→ **Requirement**
Format every item below as a two-column CSV with the headers item_text and answer and one row per item. Put each item's text and its answer in a single quoted field with line breaks turned into spaces, and leave the pictures out.

→ **Material supplied**
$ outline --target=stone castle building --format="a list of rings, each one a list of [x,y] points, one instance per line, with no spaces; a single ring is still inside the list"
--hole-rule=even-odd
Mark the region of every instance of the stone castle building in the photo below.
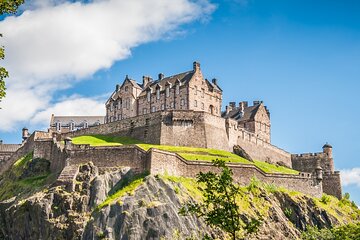
[[[101,116],[52,116],[48,132],[36,131],[29,136],[27,129],[23,131],[23,144],[8,160],[0,162],[0,172],[29,151],[33,151],[34,157],[49,159],[52,171],[70,185],[79,164],[88,161],[100,168],[128,166],[136,172],[185,177],[215,170],[211,163],[201,159],[188,161],[156,148],[144,151],[134,145],[91,147],[71,143],[72,137],[83,135],[127,136],[149,144],[231,152],[240,149],[237,154],[245,158],[300,172],[299,175],[265,173],[254,165],[229,164],[241,184],[248,184],[256,176],[264,182],[313,196],[327,193],[341,198],[340,173],[334,168],[332,146],[325,144],[322,152],[304,154],[292,154],[274,146],[270,112],[264,103],[231,102],[221,111],[222,93],[216,79],[204,78],[198,62],[193,63],[191,71],[170,77],[159,74],[157,80],[143,77],[141,84],[127,76],[106,102],[104,123]]]
[[[144,76],[142,84],[126,76],[106,102],[107,123],[166,110],[194,110],[221,115],[222,90],[216,79],[205,79],[200,64],[193,70],[157,80]]]

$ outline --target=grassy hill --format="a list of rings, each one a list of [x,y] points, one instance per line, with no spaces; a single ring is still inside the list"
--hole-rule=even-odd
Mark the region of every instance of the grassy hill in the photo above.
[[[258,160],[254,160],[254,162],[251,162],[234,153],[216,149],[145,144],[129,137],[116,137],[108,135],[80,136],[73,138],[72,142],[73,144],[90,144],[91,146],[121,146],[135,144],[140,148],[144,149],[145,151],[149,150],[150,148],[156,148],[159,150],[177,153],[181,157],[189,161],[200,160],[211,162],[214,159],[220,159],[224,160],[225,162],[255,165],[266,173],[284,173],[295,175],[299,174],[298,171],[290,168],[277,166]]]

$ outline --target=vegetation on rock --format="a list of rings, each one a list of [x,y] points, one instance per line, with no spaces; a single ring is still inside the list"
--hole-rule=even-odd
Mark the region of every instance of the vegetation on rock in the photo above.
[[[259,169],[263,170],[266,173],[283,173],[283,174],[296,174],[296,175],[299,174],[299,172],[294,169],[290,169],[287,167],[278,166],[262,161],[257,161],[257,160],[249,161],[234,153],[223,150],[217,150],[217,149],[144,144],[133,138],[116,137],[109,135],[79,136],[73,138],[72,142],[73,144],[90,144],[91,146],[120,146],[120,145],[136,144],[145,151],[149,150],[150,148],[156,148],[159,150],[177,153],[188,161],[201,160],[201,161],[211,162],[213,160],[218,159],[230,163],[255,165],[256,167],[258,167]]]
[[[32,153],[17,160],[0,176],[0,201],[39,190],[51,177],[49,167],[49,161],[33,159]]]

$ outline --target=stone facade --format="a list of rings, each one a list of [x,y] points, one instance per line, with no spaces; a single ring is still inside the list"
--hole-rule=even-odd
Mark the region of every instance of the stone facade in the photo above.
[[[54,116],[51,115],[50,130],[67,133],[104,123],[104,116]]]
[[[222,90],[216,79],[204,78],[200,64],[193,70],[157,80],[144,76],[142,84],[126,76],[106,102],[107,123],[166,110],[195,110],[220,116]]]

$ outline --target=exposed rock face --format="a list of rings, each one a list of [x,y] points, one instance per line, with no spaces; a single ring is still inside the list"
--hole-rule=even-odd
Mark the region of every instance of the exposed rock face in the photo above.
[[[178,214],[184,201],[195,199],[181,181],[148,176],[133,194],[95,210],[120,180],[132,175],[128,168],[100,172],[92,163],[82,165],[73,192],[65,186],[47,187],[1,202],[0,239],[200,239],[205,233],[223,238],[202,219]],[[307,225],[338,224],[305,195],[294,200],[288,193],[257,189],[247,192],[244,202],[244,222],[262,219],[259,232],[248,239],[295,239]]]
[[[251,156],[239,145],[235,145],[234,148],[234,153],[240,157],[243,157],[251,162],[253,162],[254,160],[251,158]]]

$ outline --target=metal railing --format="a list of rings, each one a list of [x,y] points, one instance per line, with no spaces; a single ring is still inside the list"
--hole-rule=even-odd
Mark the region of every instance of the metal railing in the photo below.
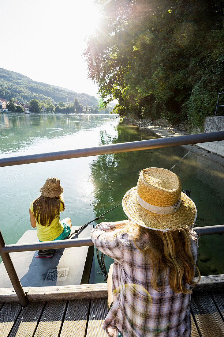
[[[159,138],[87,149],[1,159],[0,159],[0,167],[223,140],[224,131]],[[200,235],[221,234],[224,233],[224,225],[198,227],[195,229],[197,234]],[[92,245],[94,245],[90,238],[71,239],[69,240],[46,241],[23,245],[6,245],[0,231],[0,255],[12,286],[23,307],[29,304],[29,300],[17,275],[9,253]]]

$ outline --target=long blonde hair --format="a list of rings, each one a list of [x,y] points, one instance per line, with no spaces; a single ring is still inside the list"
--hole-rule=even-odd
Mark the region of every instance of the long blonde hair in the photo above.
[[[55,218],[58,216],[61,204],[64,207],[64,202],[59,200],[61,196],[49,198],[42,194],[33,202],[33,214],[41,226],[48,226]]]
[[[130,222],[125,227],[116,231],[129,233],[133,236],[134,244],[138,250],[143,253],[146,259],[150,259],[153,263],[151,284],[157,291],[164,291],[164,284],[169,269],[169,282],[174,293],[191,294],[191,290],[185,286],[187,283],[194,286],[195,283],[195,269],[200,278],[199,270],[194,260],[190,244],[191,238],[189,231],[187,229],[163,232],[149,229]],[[139,239],[147,233],[148,242],[141,247],[138,245]],[[115,234],[116,235],[116,234]],[[162,279],[164,272],[165,276]]]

→ **Solution for this exercise**
item_text,answer
"$ outline --target=stone castle building --format=""a list of rings, each one a list of [x,y] points, one instance per line, with no spaces; a single ring is still inside the list"" --hole-rule=even-odd Mark the region of every instance of the stone castle building in the photo below.","[[[101,116],[52,116],[48,132],[36,131],[29,136],[27,129],[23,131],[23,144],[8,160],[0,162],[0,172],[29,151],[33,151],[34,157],[49,159],[52,171],[70,185],[79,164],[88,161],[100,168],[128,166],[136,172],[185,177],[215,170],[211,163],[201,159],[188,161],[156,148],[144,151],[134,145],[91,147],[71,143],[72,137],[83,135],[127,136],[149,144],[231,152],[240,149],[237,154],[245,158],[300,172],[299,175],[265,173],[254,165],[229,164],[241,184],[248,184],[256,176],[264,182],[313,196],[327,193],[341,198],[340,173],[334,168],[332,146],[325,144],[322,152],[304,154],[292,154],[274,146],[270,112],[264,103],[231,102],[221,111],[222,93],[216,79],[204,78],[198,62],[193,63],[191,71],[170,77],[159,74],[157,80],[143,77],[141,84],[127,76],[106,102],[104,123]]] [[[144,76],[142,84],[126,76],[106,102],[107,123],[166,110],[194,110],[221,115],[222,90],[216,79],[205,79],[200,64],[193,70],[157,80]]]"
"$ outline --target=grassy hill --format=""a list of rings, each one a list of [x,y] points, one instance per line, with no spaces; a single ring is still inside the list"" --hole-rule=even-odd Mark the region of every instance of the grassy hill in the photo above.","[[[258,160],[254,160],[254,162],[251,162],[234,153],[216,149],[145,144],[129,137],[116,137],[108,135],[80,136],[73,138],[72,142],[73,144],[90,144],[91,146],[121,146],[135,144],[140,148],[144,149],[145,151],[149,150],[150,148],[156,148],[159,150],[177,153],[181,157],[189,161],[200,160],[211,162],[214,159],[220,159],[224,160],[225,162],[255,165],[266,173],[284,173],[295,175],[299,174],[298,171],[290,168],[277,166]]]"
"$ outline --target=vegetation on rock --format=""a list of rings, each one a list of [x,y] points, one instance per line, with no spaces; a single ring is still inside the list"" --hole-rule=even-odd Mark the region of every instance of the vegetation on rock in the photo above.","[[[259,169],[263,170],[266,173],[283,173],[283,174],[296,174],[296,175],[299,174],[299,172],[294,169],[290,169],[287,167],[278,166],[262,161],[257,161],[257,160],[249,161],[234,153],[223,150],[217,150],[217,149],[144,144],[133,138],[116,137],[109,135],[79,136],[73,138],[72,142],[73,144],[90,144],[91,146],[120,146],[120,145],[136,144],[145,151],[149,150],[150,148],[156,148],[159,150],[177,153],[188,161],[201,160],[201,161],[211,162],[213,160],[218,159],[230,163],[255,165],[256,167],[258,167]]] [[[32,153],[17,160],[0,176],[0,201],[39,190],[51,177],[49,167],[49,161],[33,159]]]"
"$ outline --target=stone facade --format=""a list of rings, each one a list of [x,y] points, one instance per line, with no spaces; a single ring is still inside the list"" --hole-rule=even-odd Mark the region of every instance of the stone facade in the photo above.","[[[54,116],[51,115],[50,130],[67,133],[104,123],[104,116]]] [[[222,90],[216,79],[204,78],[200,64],[193,70],[157,80],[144,76],[142,84],[126,76],[106,102],[107,123],[166,110],[195,110],[220,116]]]"
"$ outline --target=exposed rock face --format=""a list of rings, each one a list of [x,y] points, one instance per line, with no spaces; a single ring is still inside the list"" --hole-rule=even-odd Mark the region of every instance of the exposed rock face in the photo above.","[[[178,214],[184,201],[195,199],[181,181],[148,176],[133,194],[95,210],[120,180],[132,175],[128,168],[100,172],[92,163],[82,165],[73,192],[65,186],[47,187],[1,202],[0,239],[200,239],[205,233],[223,238],[202,219]],[[307,225],[338,224],[305,195],[294,200],[288,193],[257,189],[247,192],[244,202],[244,222],[262,219],[259,232],[248,239],[295,239]]] [[[251,156],[239,145],[235,145],[234,148],[234,153],[240,157],[243,157],[251,162],[253,162],[254,160],[251,158]]]"
"$ outline --target=metal railing --format=""a list of rings, each one a list of [x,y] points, one instance per line, with no spaces; a single ring is still inside the list"" --hole-rule=even-odd Mark the region of every instance of the metal railing in the photo below.","[[[159,138],[87,149],[1,159],[0,159],[0,167],[223,140],[224,131]],[[200,235],[221,234],[224,233],[224,225],[198,227],[195,229],[197,234]],[[92,245],[94,245],[90,238],[71,239],[69,240],[46,241],[23,245],[6,245],[0,231],[0,255],[12,286],[23,307],[29,304],[29,300],[17,275],[9,253]]]"
"$ outline --target=long blonde hair --format=""a list of rings, each one a list of [x,y] points, one instance per line, with no spaces; a single ring is still inside the list"" --hole-rule=even-odd Mark the region of every instance of the long blonde hair in the photo above.","[[[55,218],[58,216],[61,204],[64,207],[64,202],[59,200],[61,196],[49,198],[42,194],[33,202],[33,214],[41,226],[48,226]]] [[[130,222],[125,227],[116,231],[129,233],[133,236],[134,244],[138,250],[143,253],[146,259],[150,259],[153,263],[151,284],[157,291],[164,291],[164,284],[169,269],[169,282],[174,293],[191,294],[191,290],[185,286],[187,283],[194,286],[195,283],[195,269],[200,278],[199,270],[194,260],[190,244],[191,238],[189,231],[187,229],[163,232],[149,229]],[[139,239],[147,233],[148,242],[141,247],[138,245]],[[115,234],[116,235],[116,234]],[[162,279],[164,272],[165,276]]]"